- INSTRUCTION: Please copy every line of the data below word for word, with no changes.

Dataset excerpts on object pointing:
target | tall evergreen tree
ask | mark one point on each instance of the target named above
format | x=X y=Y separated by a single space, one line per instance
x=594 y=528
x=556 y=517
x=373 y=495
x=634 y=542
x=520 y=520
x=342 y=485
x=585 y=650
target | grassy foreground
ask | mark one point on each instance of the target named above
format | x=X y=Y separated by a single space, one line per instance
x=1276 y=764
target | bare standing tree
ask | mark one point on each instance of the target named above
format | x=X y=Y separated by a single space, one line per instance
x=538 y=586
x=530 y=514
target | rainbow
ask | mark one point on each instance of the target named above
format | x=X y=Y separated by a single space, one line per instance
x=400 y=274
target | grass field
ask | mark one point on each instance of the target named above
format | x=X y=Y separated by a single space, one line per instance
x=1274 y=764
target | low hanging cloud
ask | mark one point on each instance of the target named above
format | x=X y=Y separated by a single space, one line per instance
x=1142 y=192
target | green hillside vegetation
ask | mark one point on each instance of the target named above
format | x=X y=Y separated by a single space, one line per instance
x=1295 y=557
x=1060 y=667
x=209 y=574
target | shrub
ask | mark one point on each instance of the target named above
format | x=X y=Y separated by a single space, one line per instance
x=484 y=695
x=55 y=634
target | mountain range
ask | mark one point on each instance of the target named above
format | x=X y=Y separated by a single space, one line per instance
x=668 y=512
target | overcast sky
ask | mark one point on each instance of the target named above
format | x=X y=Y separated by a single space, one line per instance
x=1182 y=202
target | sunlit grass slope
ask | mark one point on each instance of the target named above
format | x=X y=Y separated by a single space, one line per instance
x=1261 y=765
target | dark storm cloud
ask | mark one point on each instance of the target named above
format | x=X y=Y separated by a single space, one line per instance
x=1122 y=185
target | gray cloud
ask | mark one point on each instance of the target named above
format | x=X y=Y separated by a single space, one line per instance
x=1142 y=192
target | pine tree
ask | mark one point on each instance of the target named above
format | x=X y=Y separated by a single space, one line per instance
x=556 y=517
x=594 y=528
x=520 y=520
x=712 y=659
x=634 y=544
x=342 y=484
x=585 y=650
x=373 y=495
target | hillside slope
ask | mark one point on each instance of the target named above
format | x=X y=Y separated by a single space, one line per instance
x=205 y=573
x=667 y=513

- EXERCISE ANSWER:
target | tall evergreen tree
ask | mark one point on each instance of the target named above
format | x=X y=Y separated by a single space, one line per instance
x=594 y=528
x=556 y=517
x=373 y=495
x=634 y=542
x=520 y=520
x=342 y=485
x=585 y=650
target | grassy foreground
ask | mark one point on each instance of the target named above
format | x=X y=Y separated by a single space, one line per instance
x=1276 y=764
target | bare standing tree
ask | mark one point on each instance of the target named above
format | x=X y=Y separated by a single space, one line per instance
x=538 y=586
x=530 y=514
target | rainbow
ask | mark one point on each instance of the target named above
format | x=X y=Y separated by a single space, one line per instance
x=400 y=274
target | grass field
ask | mark one point on each instance of the target named above
format | x=X y=Y separated by a single space, one line per instance
x=1274 y=764
target | low hanging cloud
ask | mark one point on each instance of the target named above
format | x=X y=Y separated by a single space, one line per instance
x=1142 y=192
target | green hillside vegetation
ask | mark one point on each instance of the target named above
format | x=X y=Y separated by a single space, one line per instance
x=1295 y=557
x=1060 y=667
x=209 y=574
target | shrub
ask | mark one point on each instance of the target named above
format | x=X y=Y separated by a single space, one line per instance
x=484 y=695
x=55 y=634
target | mountain range
ask | mark one point on each instance of the target named above
format | x=X y=Y separated by a single space, one line per instance
x=668 y=512
target | overcast sky
ask | mark one point on each instance of the target named above
format | x=X y=Y separated by a single space, one line per instance
x=1182 y=202
target | sunlit grass slope
ask | mark one point on each instance of the target named above
format | x=X y=Y separated by a single space, one line per instance
x=1261 y=765
target | dark storm cloud
ask | mark one point on each instance of the target named above
format | x=X y=Y separated by a single space, one line per instance
x=1122 y=185
target | gray cloud
ask | mark one point on each instance of the target named above
format | x=X y=Y separated by a single space, one line per instance
x=1142 y=192
target | pine tree
ask | mark one point on each instance of the target named above
format | x=X y=Y separated by a single space, one line per instance
x=556 y=517
x=594 y=528
x=520 y=520
x=712 y=659
x=634 y=544
x=342 y=484
x=585 y=650
x=373 y=495
target | hillside slope
ask | mark one point on each instance of the target named above
format | x=X y=Y separated by a single space, one line per instance
x=205 y=573
x=667 y=513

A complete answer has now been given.